> _Records for processing_:
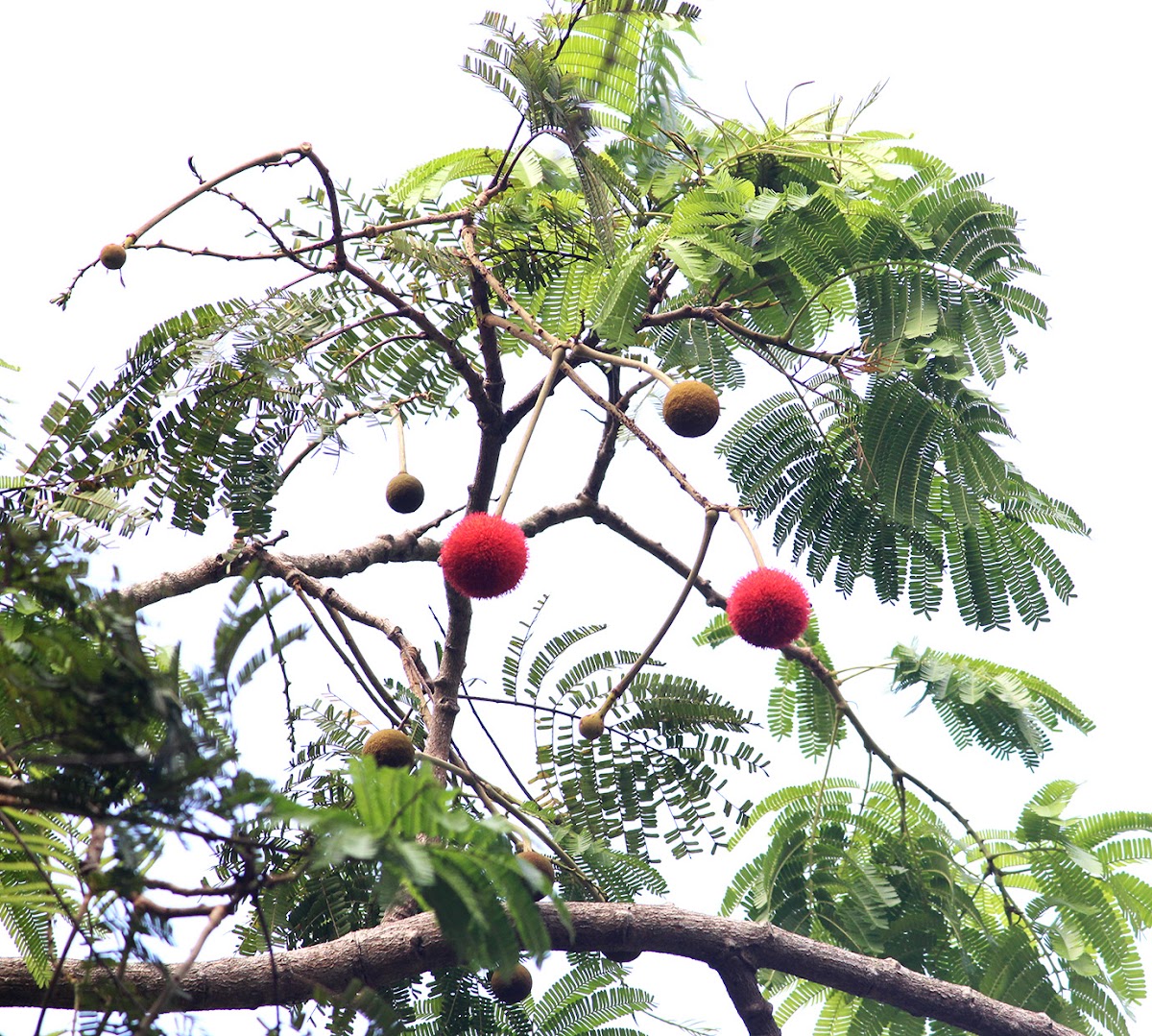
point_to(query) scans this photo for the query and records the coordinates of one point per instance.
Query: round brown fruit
(541, 863)
(591, 726)
(691, 409)
(404, 493)
(391, 748)
(511, 986)
(113, 256)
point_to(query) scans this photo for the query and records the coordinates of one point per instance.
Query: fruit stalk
(709, 521)
(737, 516)
(558, 357)
(588, 352)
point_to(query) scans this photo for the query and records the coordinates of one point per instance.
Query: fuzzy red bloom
(769, 609)
(484, 556)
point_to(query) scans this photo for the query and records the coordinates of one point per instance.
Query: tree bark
(403, 950)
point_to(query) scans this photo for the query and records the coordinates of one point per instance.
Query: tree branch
(402, 951)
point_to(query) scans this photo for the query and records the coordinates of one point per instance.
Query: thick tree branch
(402, 951)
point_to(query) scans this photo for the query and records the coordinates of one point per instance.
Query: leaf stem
(558, 358)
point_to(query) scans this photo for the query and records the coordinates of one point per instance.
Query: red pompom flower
(484, 556)
(769, 609)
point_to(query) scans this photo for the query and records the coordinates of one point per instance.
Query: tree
(876, 291)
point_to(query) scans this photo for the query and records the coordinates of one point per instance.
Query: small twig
(558, 358)
(709, 523)
(737, 516)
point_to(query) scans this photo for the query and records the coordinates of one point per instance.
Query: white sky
(104, 104)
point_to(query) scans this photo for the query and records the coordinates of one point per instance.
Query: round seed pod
(591, 726)
(391, 748)
(769, 609)
(511, 985)
(691, 409)
(541, 863)
(404, 493)
(484, 556)
(113, 256)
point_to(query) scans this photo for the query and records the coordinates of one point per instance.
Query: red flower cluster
(769, 609)
(484, 556)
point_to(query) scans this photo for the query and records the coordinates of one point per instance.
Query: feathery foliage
(855, 300)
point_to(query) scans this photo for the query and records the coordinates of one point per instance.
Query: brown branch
(407, 546)
(744, 991)
(586, 507)
(274, 159)
(402, 951)
(472, 378)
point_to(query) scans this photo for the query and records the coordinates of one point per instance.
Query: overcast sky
(105, 104)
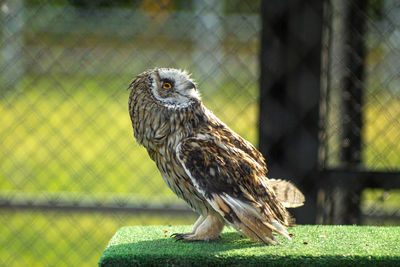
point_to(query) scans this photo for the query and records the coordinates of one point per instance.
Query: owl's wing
(235, 185)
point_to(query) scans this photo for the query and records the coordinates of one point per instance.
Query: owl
(220, 175)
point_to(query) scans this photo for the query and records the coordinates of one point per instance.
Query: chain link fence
(71, 173)
(361, 109)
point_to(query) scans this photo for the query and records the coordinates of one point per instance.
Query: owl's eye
(167, 85)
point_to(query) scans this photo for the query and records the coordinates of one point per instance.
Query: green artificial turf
(310, 246)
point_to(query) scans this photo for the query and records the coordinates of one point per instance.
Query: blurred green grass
(79, 138)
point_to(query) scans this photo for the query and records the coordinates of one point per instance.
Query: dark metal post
(352, 101)
(290, 92)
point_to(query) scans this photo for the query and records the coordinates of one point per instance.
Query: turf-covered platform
(310, 246)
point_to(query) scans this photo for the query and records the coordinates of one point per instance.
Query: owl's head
(172, 88)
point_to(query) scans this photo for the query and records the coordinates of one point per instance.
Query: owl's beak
(190, 85)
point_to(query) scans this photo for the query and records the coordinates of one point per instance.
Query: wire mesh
(68, 160)
(362, 101)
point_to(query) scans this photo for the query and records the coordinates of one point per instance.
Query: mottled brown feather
(218, 173)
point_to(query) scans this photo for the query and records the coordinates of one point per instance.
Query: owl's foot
(190, 237)
(205, 229)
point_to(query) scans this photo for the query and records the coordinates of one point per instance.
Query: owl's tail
(288, 194)
(245, 218)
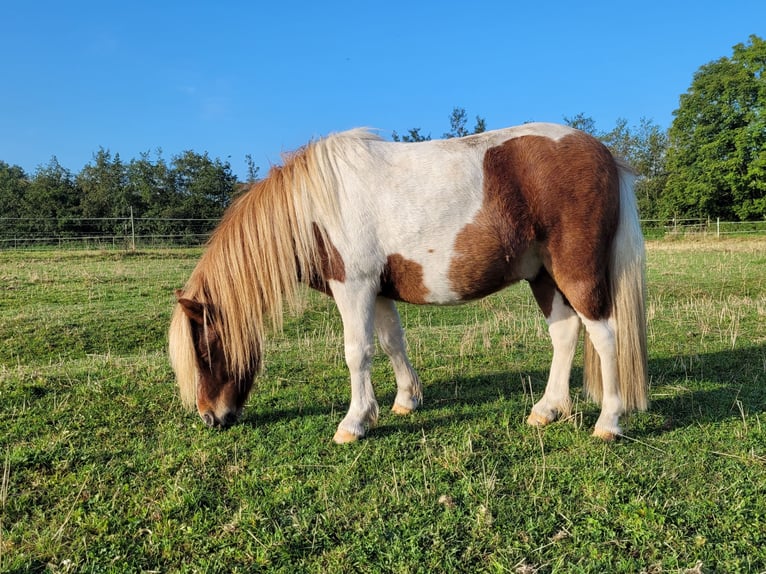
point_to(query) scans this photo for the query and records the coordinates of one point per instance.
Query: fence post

> _Directions_: Could you repeat the entries word for word, skipping the pictures they contain?

> _Response_:
point_to(query) scans this photo for the query and records the coordinates of one point per instance.
Query: round brown fruit
(541, 863)
(591, 726)
(691, 409)
(404, 493)
(391, 748)
(511, 986)
(113, 256)
point_to(query) scans this photo for the query and records the coordinates of one point per instance.
Query: fruit stalk
(709, 521)
(737, 516)
(558, 357)
(588, 352)
point_to(query) scans this photo for the query and records the coordinates of one point per instance.
Query: fuzzy red bloom
(769, 609)
(484, 556)
point_to(query) scans this photo for the query and records the coordinates of one point per instance.
Query: tree bark
(403, 950)
point_to(query) scans this photo for the query and records the coordinates of one point per instance.
Query: tree branch
(402, 951)
point_to(query) scans this photo for the query and records the coordinates of one point per instance.
Query: thick tree branch
(402, 951)
point_to(query) scans this photo for the query and records the coordinates of one point per instance.
Query: leaf stem
(558, 358)
point_to(query) scans this photo for the query and records the coordinates of one point per instance.
Query: red pompom flower
(484, 556)
(769, 609)
point_to(query) scans this photo for the query and records the coordinates of one point per instance.
Query: tree
(876, 291)
point_to(query) scans this photo for the query and records the coordinates of one point per instance.
Query: small twig
(558, 358)
(709, 523)
(737, 516)
point_to(query) scans this photo for the query and records the coordinates of one point per instance.
Query: white sky
(104, 104)
point_to(query) scans this photo for the query and records the coordinates of one point per instance.
Query: round seed pod
(591, 726)
(391, 748)
(769, 609)
(511, 985)
(691, 409)
(541, 863)
(404, 493)
(484, 556)
(113, 256)
point_to(query) scans this photo for the query and records the coordinates of one point per instance.
Query: red flower cluster
(769, 609)
(484, 556)
point_to(query) scans this photo for the query and records the coordinates of one point per instance.
Query: feathery foliage
(855, 300)
point_to(query) scans this photo for the query and records the coordinates of one point per instance.
Query: brown branch
(407, 546)
(744, 991)
(586, 507)
(274, 159)
(402, 951)
(472, 378)
point_to(query) scans this photo for the query and records the coordinates of one point per instance.
Query: overcast sky
(105, 104)
point_to(query) scans this photo for the query and records the coordinates of one point per instance.
Query: owl's wing
(235, 185)
point_to(query) scans this photo for the query and records the coordinates of one point per instance.
Query: owl
(220, 175)
point_to(query) scans this photo for the query and records the coordinates of one point per instance.
Query: chain link fence
(71, 173)
(361, 109)
point_to(query) scans this photo for the query and records the coordinates of one point per instance.
Query: owl's eye
(167, 85)
point_to(query) scans this photo for the query and records the coordinates of one point per instance.
Query: green artificial turf
(310, 246)
point_to(query) scans this photo for the query and records the coordinates of one point per instance.
Query: blurred green grass
(79, 138)
point_to(query) scans this photo for the query and records the coordinates of one point per instance.
Query: dark metal post
(352, 101)
(290, 92)
point_to(query) scans this photo for the query and records the coordinates of one point per instance.
Query: turf-covered platform
(310, 246)
point_to(query) scans this photo for the query and records the coordinates of one point per instance.
Query: owl's head
(172, 88)
point_to(query) scans this photo for the query and records the coordinates of one point per instance.
Query: owl's beak
(190, 85)
point_to(query) scans this photo for the query and records the coordinates of one point per instance.
Query: wire mesh
(68, 160)
(362, 101)
point_to(query) scans this photo for the query and records the coordinates of one point per instance.
Query: mottled brown feather
(218, 173)
point_to(query) scans this photo for the query and records the coordinates of one point per instance.
Query: owl's foot
(190, 237)
(205, 229)
point_to(query) scans this photo for the query and records the coordinates of one point per instance.
Query: owl's tail
(288, 194)
(245, 218)
point_to(query) scans this photo for the query and records the coordinates of one point per instance.
Query: fence post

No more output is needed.